# [What to do]
Set the data down again, word for word, as it appears below.

# [Given entries]

▼▼▼

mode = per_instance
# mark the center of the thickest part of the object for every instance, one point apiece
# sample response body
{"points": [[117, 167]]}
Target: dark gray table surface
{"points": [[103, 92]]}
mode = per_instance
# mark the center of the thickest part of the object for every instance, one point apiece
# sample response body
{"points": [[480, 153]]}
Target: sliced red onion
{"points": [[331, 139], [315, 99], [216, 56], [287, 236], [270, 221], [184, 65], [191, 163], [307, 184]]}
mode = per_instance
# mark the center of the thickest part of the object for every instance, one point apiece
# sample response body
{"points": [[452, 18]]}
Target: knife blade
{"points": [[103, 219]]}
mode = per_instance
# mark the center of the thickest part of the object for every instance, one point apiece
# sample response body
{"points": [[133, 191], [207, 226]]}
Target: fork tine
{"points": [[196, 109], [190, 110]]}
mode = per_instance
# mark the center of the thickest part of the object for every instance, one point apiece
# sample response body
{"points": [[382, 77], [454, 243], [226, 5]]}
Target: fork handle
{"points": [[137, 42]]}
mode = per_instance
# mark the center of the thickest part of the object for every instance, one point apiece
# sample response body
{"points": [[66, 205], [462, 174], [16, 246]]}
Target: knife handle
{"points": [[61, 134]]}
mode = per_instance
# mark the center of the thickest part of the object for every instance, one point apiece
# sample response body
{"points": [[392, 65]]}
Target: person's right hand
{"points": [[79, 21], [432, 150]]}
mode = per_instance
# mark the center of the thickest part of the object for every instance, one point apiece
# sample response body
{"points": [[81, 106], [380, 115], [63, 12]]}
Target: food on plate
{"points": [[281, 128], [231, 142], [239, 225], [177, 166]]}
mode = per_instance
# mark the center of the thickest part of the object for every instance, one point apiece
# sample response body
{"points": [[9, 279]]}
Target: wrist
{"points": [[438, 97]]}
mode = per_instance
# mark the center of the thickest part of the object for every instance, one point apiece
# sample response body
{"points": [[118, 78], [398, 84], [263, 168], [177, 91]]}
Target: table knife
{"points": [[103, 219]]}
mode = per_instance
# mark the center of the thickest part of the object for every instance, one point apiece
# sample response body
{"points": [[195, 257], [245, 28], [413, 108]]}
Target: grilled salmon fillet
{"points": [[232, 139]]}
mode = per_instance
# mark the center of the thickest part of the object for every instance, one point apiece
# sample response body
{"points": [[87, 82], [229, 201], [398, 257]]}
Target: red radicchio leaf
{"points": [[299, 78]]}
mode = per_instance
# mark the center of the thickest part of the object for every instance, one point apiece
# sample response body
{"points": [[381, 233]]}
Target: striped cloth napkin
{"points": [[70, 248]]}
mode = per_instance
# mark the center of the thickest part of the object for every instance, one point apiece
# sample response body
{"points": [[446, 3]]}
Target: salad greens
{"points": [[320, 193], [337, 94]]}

▲▲▲

# [Exercise solution]
mode = per_instance
# mark the center of the thickest part of the object for every instance, one point apiece
# sample response body
{"points": [[117, 167]]}
Target: dark gray table surface
{"points": [[103, 92]]}
mode = per_instance
# mark the center of the thickest part of the object for every instance, one point apiece
# sample response body
{"points": [[480, 153]]}
Target: sliced red onion
{"points": [[331, 139], [315, 99], [216, 56], [287, 236], [270, 221], [184, 65], [191, 163], [307, 184]]}
mode = per_instance
# mark the center of the thickest part of the object for every instance, one point apiece
# sample response body
{"points": [[452, 18]]}
Target: knife blade
{"points": [[103, 219]]}
mode = per_instance
# mark the center of the thickest part of the object for every instance, one point apiece
# sample response body
{"points": [[133, 191], [207, 226]]}
Target: fork tine
{"points": [[196, 109], [190, 110]]}
mode = per_instance
# mark the center of the thickest part of the object for every instance, one point apiece
# sample response body
{"points": [[382, 77], [454, 243], [226, 5]]}
Target: fork handle
{"points": [[137, 42]]}
mode = per_instance
# mark the center of the thickest part of the object for every instance, one point apiece
# sample response body
{"points": [[66, 205], [462, 174], [16, 246]]}
Target: knife handle
{"points": [[61, 134]]}
mode = per_instance
# mark the center of the thickest part of the object for every instance, one point apiece
# sample response body
{"points": [[392, 65]]}
Target: person's right hand
{"points": [[79, 21], [432, 150]]}
mode = per_instance
# mark the center of the thickest part of the object for every instance, one point apiece
# sample response body
{"points": [[81, 106], [380, 115], [63, 12]]}
Target: food on plate
{"points": [[281, 128], [231, 142], [239, 225], [177, 166]]}
mode = per_instance
# mark the center of the thickest part of the object for every instance, one point apiece
# sample response body
{"points": [[9, 279]]}
Target: wrist
{"points": [[438, 97]]}
mode = per_instance
# mark the center of the thickest part of the object for every instance, one point apiece
# sample response body
{"points": [[118, 78], [398, 84], [263, 168], [177, 91]]}
Target: table knife
{"points": [[103, 219]]}
mode = per_instance
# mark the center of the thickest part of the object for every instance, one point apiece
# sample response body
{"points": [[195, 257], [245, 28], [413, 108]]}
Target: grilled salmon fillet
{"points": [[232, 139]]}
mode = per_instance
# mark the center of the thickest part of the object for every instance, one point apiece
# sample response body
{"points": [[87, 82], [229, 201], [398, 257]]}
Target: red radicchio leaf
{"points": [[299, 78]]}
mode = per_instance
# mark the center of the thickest part of the object for every instance, one point apiece
# sample response body
{"points": [[381, 233]]}
Target: striped cloth napkin
{"points": [[70, 248]]}
mode = per_instance
# mark the center of the thickest part of the object for every instance, one point apiece
# sample response body
{"points": [[446, 3]]}
Target: salad greens
{"points": [[320, 193], [337, 94]]}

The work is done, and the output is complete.